··· Documento di origine ···

Va da sé che ovviamente nessuno piuttosto si sia neanche posto la briga di domandarsi, se tale mancanza di reazione non sia stata dovuta e largamente condizionata anche alla paura di ricevere violenza fisica, oltre quella sessuale.

Un altro aspetto della questione che lascia perplessi ma soprattutto disgustati, è che la vita di questa donna, durante il processo d’appello, ne abbia subito il capillare e occhiuto scandaglio teso a dimostrarne per contorti eppur evidenti percorsi di reprimenda morale, quanto piuttosto andava ricercato nel proprio stile di vita l'orrore di tutta la vicenda subita, stabilendo la ‘ratio’ per cui – e purtroppo non si tratta di un bizzarro precedente giuridico - chi condurrebbe un'esistenza "non lineare", non trascorsa entro canoni compiacenti alla morale comune, possa impunemente  subire uno stupro di gruppo e assumersene la colpevolezza.

L’avvocato Lisa Parrini, che ha difeso la giovane, bolla la sentenza come “densa di giudizi morali“, senza contare il riferimento alla“vita non lineare” con cui la corte ha giudicato quella della vittima, solo perché, spiega la Parrini, “ha avuto due rapporti occasionali, un rapporto di convivenza e uno omosessuale.”

Questo è il peggior incubo di una donna vittima di una violenza sessuale: quello di venir giudicata dopo, perché, i distinguo su vicende del genere si affastellano sempre: “Sì, è vero, hai subito, ma tu …? E durante … e dopo?” come del resto accaduto in questo caso dove, come scrive la persona vittima della violenza: “… in 19 ore di processo in cui é stata dissezionata la mia vita dal tipo di mutande che porto al perché mi ritengo bisessuale. Essere vittima di violenza e denunciarla è un’arma a doppio taglio: verrai creduta solo e fin tanto che ti mostrerai distrutta, senza speranza, finché ti chiuderai in casa buttando la chiave dalla finestra … ma se mai proverai a cercare di uscirne, a cercare, pian piano di riprendere la tua vita, ti sarà detto 'ah ma vedi, non ti é mica successo nulla, se fossi stata veramente vittima non lo faresti'. Così può succedere quindi che in sede di processo qualcuno tiri fuori una fotografia ricavata dai social network in cui, a distanza di tre anni dall’accaduto, sei con degli amici, sorridi e non hai il solito muso lungo, prova lampante che non è stato un delitto così grave.”

Tale sentenza del tribunale di Firenze, ci riporta tutti indietro di molti anni e non soltanto non restituisce alla vittima la dignità calpestata, usurpata, ma anzi la colpevolizza, utilizzando tutta una serie di pregiudizi, per merito dei quali a una donna viene negato il primordiale diritto di ricevere dalla giustizia che si conferma quella borghese, alcun riconoscimento al dolore.

Gli ingredienti ci sono tutti e partono da lontano: una sentenza che va contro le donne, una giustizia che dovrebbe tutelare la vittima, ma che di fatto, altro non è, che una giurisprudenza, specchio della demolizione dello stato sociale, in cui il negare i diritti diventa routine e negarli a una donna è ancora più facile, perché da sempre l’anello che funzionalemnte si stabilisce, debole, di una catena.

··· Elenco dati ···

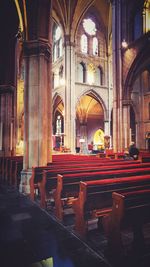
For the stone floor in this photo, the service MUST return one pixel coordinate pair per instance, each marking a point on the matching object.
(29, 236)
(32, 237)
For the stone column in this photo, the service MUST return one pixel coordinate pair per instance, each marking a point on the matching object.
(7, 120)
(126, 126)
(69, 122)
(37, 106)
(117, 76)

···
··· Elenco dati ···

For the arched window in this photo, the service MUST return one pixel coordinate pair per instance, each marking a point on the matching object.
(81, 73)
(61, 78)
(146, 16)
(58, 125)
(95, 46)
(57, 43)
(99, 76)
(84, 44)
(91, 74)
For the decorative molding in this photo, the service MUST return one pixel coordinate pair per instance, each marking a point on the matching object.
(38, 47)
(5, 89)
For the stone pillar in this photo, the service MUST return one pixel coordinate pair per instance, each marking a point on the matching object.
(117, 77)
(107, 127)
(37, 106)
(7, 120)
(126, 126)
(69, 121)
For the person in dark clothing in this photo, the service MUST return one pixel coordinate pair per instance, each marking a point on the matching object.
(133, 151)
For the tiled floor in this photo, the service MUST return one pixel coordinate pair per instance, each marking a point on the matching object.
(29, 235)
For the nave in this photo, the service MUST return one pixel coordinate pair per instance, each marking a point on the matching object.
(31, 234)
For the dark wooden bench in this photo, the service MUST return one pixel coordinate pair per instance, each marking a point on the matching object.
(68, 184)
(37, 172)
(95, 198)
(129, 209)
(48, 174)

···
··· Elenco dati ···

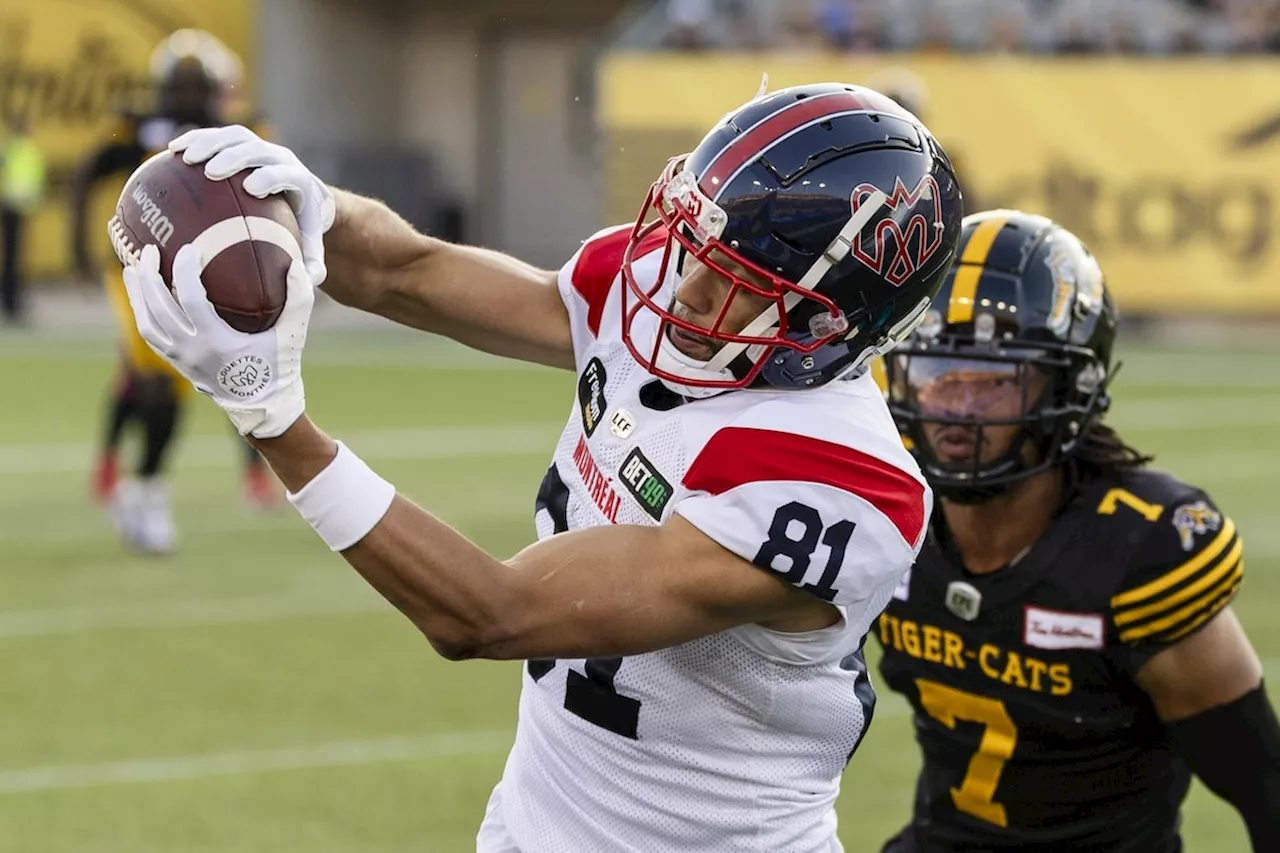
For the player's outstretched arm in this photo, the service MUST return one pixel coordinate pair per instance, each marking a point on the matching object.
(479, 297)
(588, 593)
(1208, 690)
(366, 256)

···

▶ _Consegna 1_: Di' se ciascuna affermazione concorda con il testo sulla sentenza d'appello, rispondendo sì o no e citando alla lettera le parole decisive: (a) Lisa Parrini è l'avvocato che ha difeso la giovane; (b) la fotografia mostrata al processo risaliva a un anno dopo l'accaduto; (c) la sentenza è del tribunale di Milano.
▶ _Consegna 2_: Riporta parola per parola il passo del testo sulla sentenza d'appello che comincia con "Va da sé che" e prosegue fino a "assumersene la colpevolezza.".
I record non servono per questo lavoro.

▶ _Risposta completa 1_:
(a) Sì: «L’avvocato Lisa Parrini, che ha difeso la giovane».
(b) No: «a distanza di tre anni dall’accaduto».
(c) No: «Tale sentenza del tribunale di Firenze».

▶ _Risposta completa 2_:
Va da sé che ovviamente nessuno piuttosto si sia neanche posto la briga di domandarsi, se tale mancanza di reazione non sia stata dovuta e largamente condizionata anche alla paura di ricevere violenza fisica, oltre quella sessuale.

Un altro aspetto della questione che lascia perplessi ma soprattutto disgustati, è che la vita di questa donna, durante il processo d’appello, ne abbia subito il capillare e occhiuto scandaglio teso a dimostrarne per contorti eppur evidenti percorsi di reprimenda morale, quanto piuttosto andava ricercato nel proprio stile di vita l'orrore di tutta la vicenda subita, stabilendo la ‘ratio’ per cui – e purtroppo non si tratta di un bizzarro precedente giuridico - chi condurrebbe un'esistenza "non lineare", non trascorsa entro canoni compiacenti alla morale comune, possa impunemente  subire uno stupro di gruppo e assumersene la colpevolezza.